Records for this exercise

-- Opening Marker --

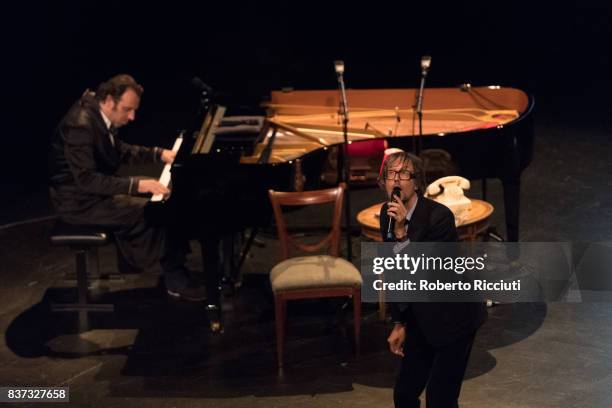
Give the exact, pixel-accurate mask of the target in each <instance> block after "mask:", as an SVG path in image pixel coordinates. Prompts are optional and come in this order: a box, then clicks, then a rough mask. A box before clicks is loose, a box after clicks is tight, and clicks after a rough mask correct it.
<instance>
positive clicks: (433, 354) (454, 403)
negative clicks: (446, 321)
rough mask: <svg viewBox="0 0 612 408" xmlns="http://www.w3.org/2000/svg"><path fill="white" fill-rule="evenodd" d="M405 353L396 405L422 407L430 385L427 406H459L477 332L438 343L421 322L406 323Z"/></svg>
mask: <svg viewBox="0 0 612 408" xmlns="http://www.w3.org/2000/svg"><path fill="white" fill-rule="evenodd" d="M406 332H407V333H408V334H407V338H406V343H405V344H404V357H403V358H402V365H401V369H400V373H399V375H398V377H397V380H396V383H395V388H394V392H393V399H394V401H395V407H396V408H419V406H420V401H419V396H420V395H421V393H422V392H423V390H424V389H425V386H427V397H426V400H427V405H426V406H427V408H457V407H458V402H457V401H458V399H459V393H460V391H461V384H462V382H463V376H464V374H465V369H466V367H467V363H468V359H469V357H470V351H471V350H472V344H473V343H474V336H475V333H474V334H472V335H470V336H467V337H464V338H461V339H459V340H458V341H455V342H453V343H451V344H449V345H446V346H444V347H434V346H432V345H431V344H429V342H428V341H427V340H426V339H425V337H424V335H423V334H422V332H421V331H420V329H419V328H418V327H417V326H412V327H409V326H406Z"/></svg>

-- Closing Marker --
-- Opening Marker --

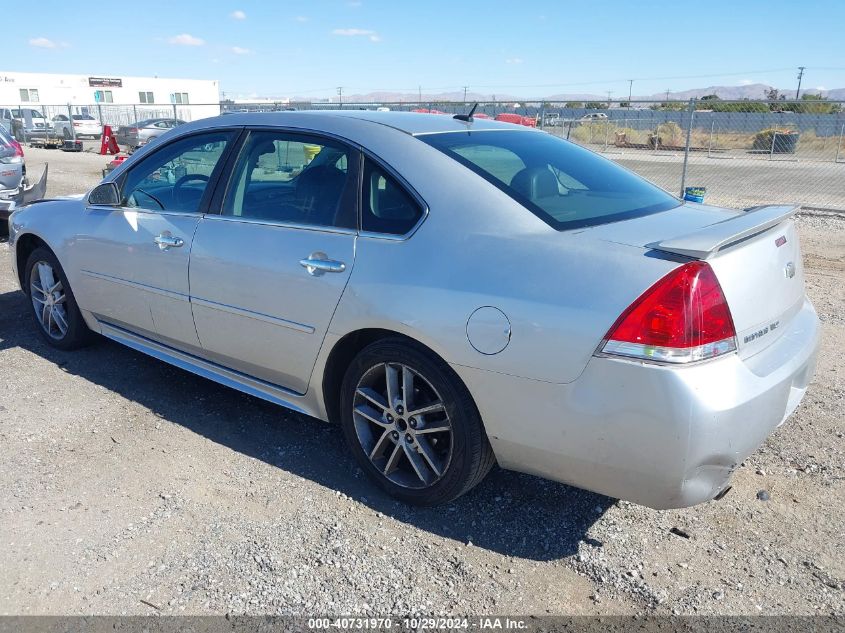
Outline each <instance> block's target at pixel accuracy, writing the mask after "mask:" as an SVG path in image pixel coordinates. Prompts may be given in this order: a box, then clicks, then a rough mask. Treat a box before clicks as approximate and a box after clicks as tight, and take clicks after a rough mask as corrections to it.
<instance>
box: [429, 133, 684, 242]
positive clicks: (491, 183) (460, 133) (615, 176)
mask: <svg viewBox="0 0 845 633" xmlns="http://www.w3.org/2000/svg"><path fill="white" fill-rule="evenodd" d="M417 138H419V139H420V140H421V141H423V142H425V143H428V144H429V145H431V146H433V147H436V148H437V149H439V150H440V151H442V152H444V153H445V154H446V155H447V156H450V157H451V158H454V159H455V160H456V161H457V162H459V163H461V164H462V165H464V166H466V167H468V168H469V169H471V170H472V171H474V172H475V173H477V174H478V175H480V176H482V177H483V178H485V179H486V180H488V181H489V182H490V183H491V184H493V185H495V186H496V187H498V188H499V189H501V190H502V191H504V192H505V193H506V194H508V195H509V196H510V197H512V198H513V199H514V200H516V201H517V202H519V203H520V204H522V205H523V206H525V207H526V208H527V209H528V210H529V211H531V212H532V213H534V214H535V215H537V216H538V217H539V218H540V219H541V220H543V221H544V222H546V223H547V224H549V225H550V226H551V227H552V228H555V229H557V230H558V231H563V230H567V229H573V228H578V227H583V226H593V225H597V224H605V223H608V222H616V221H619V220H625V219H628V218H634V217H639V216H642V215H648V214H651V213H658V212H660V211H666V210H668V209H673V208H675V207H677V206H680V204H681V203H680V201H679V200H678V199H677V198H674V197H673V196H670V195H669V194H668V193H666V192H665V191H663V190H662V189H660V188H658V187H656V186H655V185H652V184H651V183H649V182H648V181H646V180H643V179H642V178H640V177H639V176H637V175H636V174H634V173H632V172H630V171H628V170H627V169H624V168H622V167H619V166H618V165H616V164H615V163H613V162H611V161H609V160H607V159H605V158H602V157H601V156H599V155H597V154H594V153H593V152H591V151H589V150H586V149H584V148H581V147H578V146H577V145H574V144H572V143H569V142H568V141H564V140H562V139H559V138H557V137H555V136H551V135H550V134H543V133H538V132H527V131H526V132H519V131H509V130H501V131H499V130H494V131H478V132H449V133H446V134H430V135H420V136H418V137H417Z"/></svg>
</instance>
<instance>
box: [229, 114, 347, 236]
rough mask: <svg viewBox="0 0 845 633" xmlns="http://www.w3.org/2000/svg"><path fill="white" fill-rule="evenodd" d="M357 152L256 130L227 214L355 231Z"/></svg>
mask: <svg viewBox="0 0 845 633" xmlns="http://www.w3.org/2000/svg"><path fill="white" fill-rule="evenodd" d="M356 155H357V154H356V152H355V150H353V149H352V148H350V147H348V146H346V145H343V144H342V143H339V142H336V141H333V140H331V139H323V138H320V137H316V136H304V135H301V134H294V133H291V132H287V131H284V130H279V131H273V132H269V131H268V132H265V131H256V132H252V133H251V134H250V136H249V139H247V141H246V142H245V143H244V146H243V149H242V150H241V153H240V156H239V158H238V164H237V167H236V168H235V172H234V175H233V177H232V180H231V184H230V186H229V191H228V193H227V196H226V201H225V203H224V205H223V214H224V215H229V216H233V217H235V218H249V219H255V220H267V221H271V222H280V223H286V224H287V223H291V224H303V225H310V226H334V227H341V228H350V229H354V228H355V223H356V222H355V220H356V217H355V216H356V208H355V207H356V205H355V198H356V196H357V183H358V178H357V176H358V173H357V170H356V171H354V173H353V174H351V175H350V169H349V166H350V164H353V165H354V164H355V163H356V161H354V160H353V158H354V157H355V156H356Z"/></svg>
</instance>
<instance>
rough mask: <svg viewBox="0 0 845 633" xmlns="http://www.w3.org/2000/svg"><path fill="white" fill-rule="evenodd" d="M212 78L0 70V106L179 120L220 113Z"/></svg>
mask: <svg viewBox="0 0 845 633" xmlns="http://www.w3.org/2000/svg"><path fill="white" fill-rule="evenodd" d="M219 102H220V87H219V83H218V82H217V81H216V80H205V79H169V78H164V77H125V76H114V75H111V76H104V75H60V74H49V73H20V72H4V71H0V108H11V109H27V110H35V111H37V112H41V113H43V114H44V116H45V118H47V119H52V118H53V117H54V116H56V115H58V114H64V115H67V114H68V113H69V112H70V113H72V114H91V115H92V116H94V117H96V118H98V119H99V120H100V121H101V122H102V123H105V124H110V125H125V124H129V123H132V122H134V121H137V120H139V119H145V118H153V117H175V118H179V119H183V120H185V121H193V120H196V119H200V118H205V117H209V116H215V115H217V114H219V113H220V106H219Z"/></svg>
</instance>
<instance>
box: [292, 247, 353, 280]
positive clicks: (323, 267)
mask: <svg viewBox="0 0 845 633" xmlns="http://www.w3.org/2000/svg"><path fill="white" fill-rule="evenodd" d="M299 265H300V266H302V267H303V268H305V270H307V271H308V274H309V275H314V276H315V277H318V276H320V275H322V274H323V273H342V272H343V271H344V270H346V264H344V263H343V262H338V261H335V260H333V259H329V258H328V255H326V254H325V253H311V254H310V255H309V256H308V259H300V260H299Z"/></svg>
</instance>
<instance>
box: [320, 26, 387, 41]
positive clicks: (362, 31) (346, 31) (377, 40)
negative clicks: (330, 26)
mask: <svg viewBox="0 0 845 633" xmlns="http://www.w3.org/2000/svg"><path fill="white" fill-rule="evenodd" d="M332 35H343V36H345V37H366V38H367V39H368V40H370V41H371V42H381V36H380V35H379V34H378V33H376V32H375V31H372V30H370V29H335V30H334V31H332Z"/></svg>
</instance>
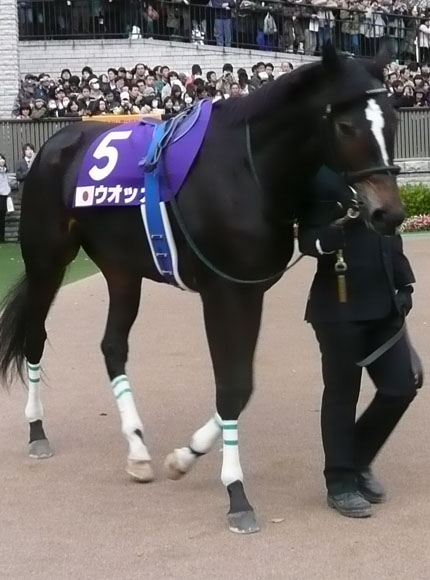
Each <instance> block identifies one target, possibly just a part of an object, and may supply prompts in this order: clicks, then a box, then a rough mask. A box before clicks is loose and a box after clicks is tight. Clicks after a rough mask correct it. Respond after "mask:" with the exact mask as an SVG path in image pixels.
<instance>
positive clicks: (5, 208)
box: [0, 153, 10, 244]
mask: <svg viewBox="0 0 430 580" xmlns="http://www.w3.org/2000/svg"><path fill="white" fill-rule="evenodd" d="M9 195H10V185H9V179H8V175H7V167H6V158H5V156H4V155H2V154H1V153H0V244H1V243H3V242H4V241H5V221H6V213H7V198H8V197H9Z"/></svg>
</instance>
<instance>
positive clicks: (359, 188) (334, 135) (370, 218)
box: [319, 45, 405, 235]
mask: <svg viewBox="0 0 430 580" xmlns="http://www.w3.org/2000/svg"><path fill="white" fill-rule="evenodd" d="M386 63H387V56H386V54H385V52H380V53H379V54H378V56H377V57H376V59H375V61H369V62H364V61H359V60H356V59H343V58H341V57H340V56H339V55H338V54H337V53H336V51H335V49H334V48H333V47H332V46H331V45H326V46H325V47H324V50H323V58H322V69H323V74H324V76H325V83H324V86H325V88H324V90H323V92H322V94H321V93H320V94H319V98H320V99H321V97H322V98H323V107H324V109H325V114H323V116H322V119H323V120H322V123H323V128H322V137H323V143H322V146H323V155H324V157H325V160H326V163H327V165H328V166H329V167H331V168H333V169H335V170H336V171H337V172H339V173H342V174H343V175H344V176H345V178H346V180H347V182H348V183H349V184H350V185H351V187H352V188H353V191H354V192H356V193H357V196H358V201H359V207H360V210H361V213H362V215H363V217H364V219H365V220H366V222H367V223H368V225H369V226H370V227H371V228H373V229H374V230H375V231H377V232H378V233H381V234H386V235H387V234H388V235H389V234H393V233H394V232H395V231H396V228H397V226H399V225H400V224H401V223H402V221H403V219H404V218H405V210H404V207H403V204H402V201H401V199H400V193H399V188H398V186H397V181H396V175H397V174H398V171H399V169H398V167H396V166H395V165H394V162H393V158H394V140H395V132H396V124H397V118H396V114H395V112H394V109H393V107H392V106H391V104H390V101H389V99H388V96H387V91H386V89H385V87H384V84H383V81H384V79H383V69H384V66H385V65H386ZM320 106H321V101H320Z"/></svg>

-- Closing Marker --

Task requirements
List each line of the items above in which the word "exact" appears.

Answer to this exercise
Give the exact, pixel-accurate mask of the target in each <instance> block after "mask:", as an SVG path in image pixel coordinates. Prompts are optional and come in this order: a box, then clicks, then a rough mask. A box before clicks is loose, a box after clicks is tight, and clicks after a rough mask correct it.
Each <instance> block identifies one target, possibly just a part of an object, and may supply prompts in this order: clicks, then a box, then a rough mask. A box before clicks is loose and a box after clicks is tight. Clicks after a rough mask correct it. Respond after "mask:" with the exact mask as an SVG path in image pixels.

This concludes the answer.